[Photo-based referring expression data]
________________________

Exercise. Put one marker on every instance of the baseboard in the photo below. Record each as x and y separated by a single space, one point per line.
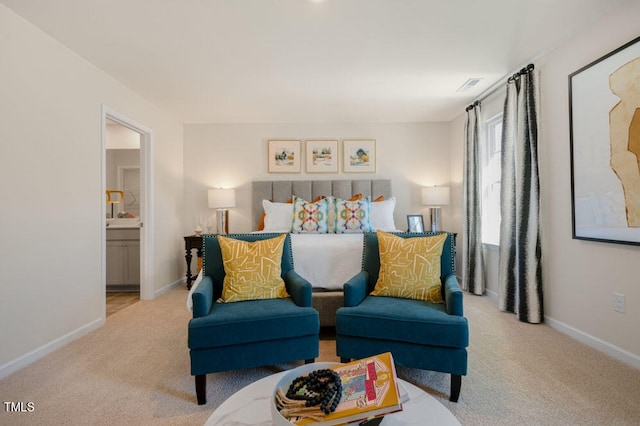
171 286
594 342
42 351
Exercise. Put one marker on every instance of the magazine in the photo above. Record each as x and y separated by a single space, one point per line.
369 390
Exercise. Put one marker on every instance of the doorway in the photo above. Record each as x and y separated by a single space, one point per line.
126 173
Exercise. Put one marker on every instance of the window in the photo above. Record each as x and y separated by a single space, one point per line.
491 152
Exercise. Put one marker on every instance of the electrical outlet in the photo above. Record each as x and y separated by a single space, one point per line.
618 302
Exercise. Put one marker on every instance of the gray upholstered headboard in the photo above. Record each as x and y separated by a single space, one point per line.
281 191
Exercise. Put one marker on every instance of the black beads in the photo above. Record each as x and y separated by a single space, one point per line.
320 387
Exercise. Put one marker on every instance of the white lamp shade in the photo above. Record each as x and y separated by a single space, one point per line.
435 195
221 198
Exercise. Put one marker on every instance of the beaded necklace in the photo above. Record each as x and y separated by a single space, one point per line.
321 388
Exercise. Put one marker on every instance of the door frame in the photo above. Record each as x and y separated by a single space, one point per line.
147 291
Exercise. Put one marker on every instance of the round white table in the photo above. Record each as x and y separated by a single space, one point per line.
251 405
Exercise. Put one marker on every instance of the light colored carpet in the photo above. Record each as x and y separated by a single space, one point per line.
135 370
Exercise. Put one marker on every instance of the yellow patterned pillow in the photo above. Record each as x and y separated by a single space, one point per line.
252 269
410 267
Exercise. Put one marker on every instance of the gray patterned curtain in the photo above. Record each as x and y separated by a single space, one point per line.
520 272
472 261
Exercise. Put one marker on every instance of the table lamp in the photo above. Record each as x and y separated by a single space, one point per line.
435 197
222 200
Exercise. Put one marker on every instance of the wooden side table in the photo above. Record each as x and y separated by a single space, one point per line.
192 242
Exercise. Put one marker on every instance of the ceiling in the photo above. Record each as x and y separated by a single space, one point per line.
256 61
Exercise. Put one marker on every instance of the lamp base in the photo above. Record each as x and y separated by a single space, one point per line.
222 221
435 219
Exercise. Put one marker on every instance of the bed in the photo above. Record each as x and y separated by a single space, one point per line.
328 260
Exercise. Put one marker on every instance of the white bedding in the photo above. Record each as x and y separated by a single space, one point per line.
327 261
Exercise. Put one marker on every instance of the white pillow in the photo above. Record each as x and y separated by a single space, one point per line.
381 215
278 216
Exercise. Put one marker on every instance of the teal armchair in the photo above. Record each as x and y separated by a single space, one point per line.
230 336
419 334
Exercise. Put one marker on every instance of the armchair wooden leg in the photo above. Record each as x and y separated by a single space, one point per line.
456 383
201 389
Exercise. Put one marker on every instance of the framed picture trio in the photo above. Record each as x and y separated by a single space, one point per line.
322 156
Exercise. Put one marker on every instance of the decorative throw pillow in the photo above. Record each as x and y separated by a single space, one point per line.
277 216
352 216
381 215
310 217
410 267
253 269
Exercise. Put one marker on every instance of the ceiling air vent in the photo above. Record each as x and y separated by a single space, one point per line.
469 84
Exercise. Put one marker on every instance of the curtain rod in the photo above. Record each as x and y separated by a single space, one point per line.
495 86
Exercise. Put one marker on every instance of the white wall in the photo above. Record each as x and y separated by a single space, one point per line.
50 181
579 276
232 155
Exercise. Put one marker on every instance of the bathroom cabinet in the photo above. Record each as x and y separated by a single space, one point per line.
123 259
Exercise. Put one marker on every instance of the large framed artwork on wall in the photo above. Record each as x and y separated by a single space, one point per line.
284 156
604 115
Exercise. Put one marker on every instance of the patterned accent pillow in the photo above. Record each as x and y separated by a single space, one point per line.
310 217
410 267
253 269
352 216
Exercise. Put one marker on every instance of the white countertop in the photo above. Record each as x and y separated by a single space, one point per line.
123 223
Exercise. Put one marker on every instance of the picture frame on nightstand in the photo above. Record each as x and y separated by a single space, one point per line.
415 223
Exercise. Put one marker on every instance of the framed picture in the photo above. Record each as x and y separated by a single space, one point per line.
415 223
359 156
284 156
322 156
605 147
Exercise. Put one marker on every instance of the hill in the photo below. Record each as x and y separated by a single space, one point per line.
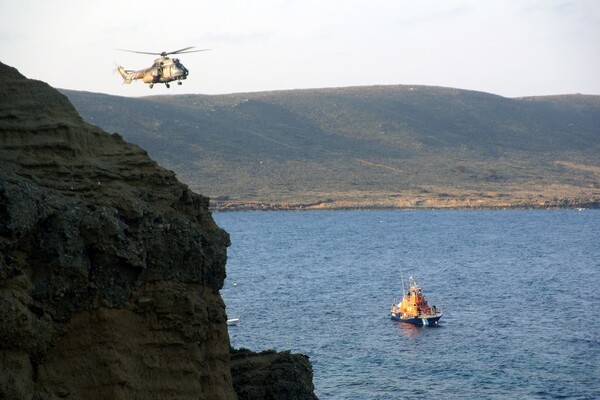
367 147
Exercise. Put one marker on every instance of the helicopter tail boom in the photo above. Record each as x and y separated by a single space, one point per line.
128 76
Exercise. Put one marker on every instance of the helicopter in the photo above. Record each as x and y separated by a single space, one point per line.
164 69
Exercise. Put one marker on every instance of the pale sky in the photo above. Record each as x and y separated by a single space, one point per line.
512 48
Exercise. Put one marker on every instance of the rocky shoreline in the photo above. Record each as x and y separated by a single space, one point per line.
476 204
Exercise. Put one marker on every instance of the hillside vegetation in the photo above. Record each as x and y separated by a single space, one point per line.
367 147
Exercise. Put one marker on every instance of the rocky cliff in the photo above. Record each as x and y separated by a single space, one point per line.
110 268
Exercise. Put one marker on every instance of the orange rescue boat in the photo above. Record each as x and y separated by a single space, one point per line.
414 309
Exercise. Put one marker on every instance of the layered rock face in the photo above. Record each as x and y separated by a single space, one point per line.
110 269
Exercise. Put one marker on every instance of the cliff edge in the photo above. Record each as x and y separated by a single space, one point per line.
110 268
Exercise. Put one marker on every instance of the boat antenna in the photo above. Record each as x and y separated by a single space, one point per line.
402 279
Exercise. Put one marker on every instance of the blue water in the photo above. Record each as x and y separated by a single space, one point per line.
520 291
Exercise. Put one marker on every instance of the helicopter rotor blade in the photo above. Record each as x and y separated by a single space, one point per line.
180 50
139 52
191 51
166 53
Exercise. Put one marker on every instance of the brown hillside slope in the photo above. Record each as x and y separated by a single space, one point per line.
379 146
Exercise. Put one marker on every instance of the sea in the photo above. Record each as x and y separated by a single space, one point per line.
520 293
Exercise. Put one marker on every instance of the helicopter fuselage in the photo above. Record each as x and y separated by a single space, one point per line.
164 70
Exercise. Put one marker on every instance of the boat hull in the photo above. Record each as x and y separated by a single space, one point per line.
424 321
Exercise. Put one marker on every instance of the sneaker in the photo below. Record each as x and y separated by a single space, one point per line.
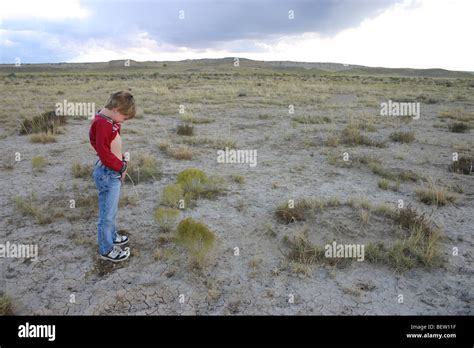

________________________

■ **EXERCISE BRIEF**: Copy each line of the records above without change, but do not include any picture.

■ **ANSWER TO THE EXERCISE**:
Exercise. Put one marker on every instance of the baseboard in the photo below. Record each as x and y separated by a single space, one point per line.
171 286
594 342
42 351
Exercise. Put one marker on every instance of the magazine in the photo above. Record each as x and y separated by a single space, one point per line.
369 390
Exercise. Put one marker on every instance of the doorway in the photo above. Record each as x and y separated by a single space, one point per line.
126 173
Exercise. Put one marker on every instance of the window in the photo above. Record each as x and y separated by a single space, one point per line.
491 152
Exercise. Put one marker on every instance of the electrical outlet in the photo above. Record each as x and y separated by a single space, one point per line.
618 302
Exercise. Put one marker on every instance of the gray upholstered headboard in the photo above. Record each as x and y separated by a single space, one point per line.
281 191
Exercise. Put one marker on every instance of the black beads in the photo above. Record each as x and y separated by a single space, one point per line.
320 387
Exercise. Put one marker on every instance of the white lamp shade in the photo above. Record each as x and y separated by a single space, one point per line.
435 195
221 198
Exercise. Put one marker on every instance of the beaded necklace in the photo above. Record each as x and y separated by a single space, one point per line.
321 388
Exercise. Put one marker on every instance of the door frame in the photo above. Record each as x and y separated by a single space, one point per line.
147 291
Exercise. Put one marker on every instance of the round white table in the photo above. Record each as x and y separated by a single space, one point per line.
251 405
Exercise. Put one marker on every instance of the light colored carpet in the photo above. Record each as x and y separated by a single space, one point per line.
135 370
Exercise. Put one marker on every instance of the yellow patterned pillow in the photo above. Record each as x and y separated by a single space, one point per line.
252 269
410 267
Exercise. Put one marker on every instance of the gray patterned curtain in the photo above. Record each as x and y separated by a single space, one point per line.
520 272
472 261
Exercise. Put one marker on every instance of the table lamp in the photo above. Record each as x and y separated by a single space, one point per line.
435 197
222 200
Exercise. Put one marker on every instance of the wooden side table in the photo above. Record each as x and y separated by a single space, one point per line.
192 242
Exercise. Put one marker on every instance of the ceiling in the photo above. Record each as x and y separated by a single space, one point per line.
256 61
Exercise. Put one marker on every instance of the lamp base in the photo above. Record each as x and y separated by a single space, one point per line.
222 221
435 219
Exercise. Put one marker on every instance of the bed in the photo above. Record each as x and y separated by a single space, one point per line.
328 260
Exercise. Put one marker on every instance of the white bedding in the photo above. Record each as x and y separated by a single space, one point per line.
327 261
Exercise. Put one marker on every instance of the white pillow in the photo above. Record each as x and y separated by a single space, one point per line.
381 215
278 216
Exercise. Put one marker on every instance of the teal armchair in the photo above. Record each as x and y separated by a single space, one point per line.
230 336
419 334
Exercise. Put one marker on every instance of the armchair wooden leg in the photo above. Record each as x and y separated by a single space, one point per line.
456 383
201 389
Exercise. Put one marker on every instance of the framed picture trio in the photo above. Record each as x and y separated by a single space, one point per line.
322 156
Exercise. Put one marker on every instance of the decorative throw pillow in the photo above. Record each as x and y separated by a single space, one point per line.
277 216
352 216
381 215
310 217
410 267
253 269
Exercise. Put one marker on every instance of the ceiling air vent in the photo above. Record each as x and y separated by a single space, one point per line.
469 84
Exercise. Put one marker on every instance of the curtain rod in the photo above. Record each as x and y separated by a single space, one point per line.
495 86
Exercise. Put one marker on every instance of the white wall in the photo above. Record each as x and y separated by a single space, one point per line.
50 181
579 276
232 155
Exercise. Put one marker on every instance of the bathroom cabinet in the photo above. Record each as x and y separated by a single space, one point per line.
123 259
Exercise. Put one marker on every instance of the large framed artwork on wall in the photo above. Record each as x and y separated by a single space, one point per line.
284 156
604 115
Exercise. Put one marker on every instance of the patterned accent pillow in the photo above. Record each as x and y separated by a single space, one point per line.
310 217
410 267
253 269
352 216
Exercise. Put one marker on every instance of the white countertop in the photo above. Record each as x and y separated by a single space, one point per line.
123 223
Exercise. Put one marker on every instance of the picture frame on nightstand in the photo above. Record each as x and y separated by a single space, one point per line.
415 223
Exercise. Put one marker on every instance of the framed picture in the photo above. Record each as x and y separated by a single space, one point per line.
415 223
359 156
284 156
322 156
605 147
Exercise. Put one marker on every instance of the hill in the photo below. Record each as x and y separated by a single space, one point per line.
367 147
Exercise. Put one marker on every instance of the helicopter tail boom in the photo above. Record each as x and y separated by a single space, one point per line.
128 76
Exercise. Put one marker on every instance of the helicopter in the photo above. Record each as x and y separated by a single space, one point per line.
164 69
Exercise. Put one marker on every instance of the pale sky in the photo above. Record each as x and y separated by a single space, one point per line.
512 48
Exercise. Put one marker on every instance of the rocky shoreline in the photo above. Record each as x and y separated by a single space, one point per line.
476 204
Exercise. Put one marker on every instance of the hillside vegetation in the photo above. Record each as x and y separated by a single space, one point per line.
367 147
Exercise. Put one marker on every instance of the rocky cliff in the photo above. Record each as x and y separated by a single space, one point per line.
110 268
Exercise. Put one marker on every instance of the orange rescue boat in the photo above. Record each as x and y separated by a single space, one point per line.
414 309
Exercise. Put one marker on every instance of the layered rock face in the photo above. Record each as x and y separated by a single space, one point per line.
110 269
Exercise. Put one marker on every instance of the cliff edge in the photo above. Record each as x and y separated by a single space, one point per line.
110 268
Exercise. Put one marker on every instance of the boat antenna in the photo above. Record each as x and y separated by a single space, one point per line.
402 279
Exercise. Put one marker on every instance of the blue water in the photo above. Record each as x and y separated by a single space, one point per line.
520 291
Exercise. Put one marker on every instance of the helicopter rotor blade in the photo above. Record each as x and y separated by a single space, one point per line.
180 50
139 52
191 51
166 53
Exercise. Put one marker on every instance of the brown hillside slope in the photo above. Record each as x and y separated by a single space, one point per line.
379 146
Exercise. Put one marker on every instance of the sea in the photo above. Record each as x and y separated by a single space, one point per line.
520 293
Exercise. Put one marker on every instance of the helicopter fuselage in the photo above. Record each as x and y separated by a single space, one point per line.
164 70
Exercise. Put one marker on every instance of the boat hull in the photo above. Record each as x and y separated by a single space, one point per line.
424 321
Exercise. Put one marker on every instance of the sneaker in the photo below. Record each as x and y separated by a single space, one point per line.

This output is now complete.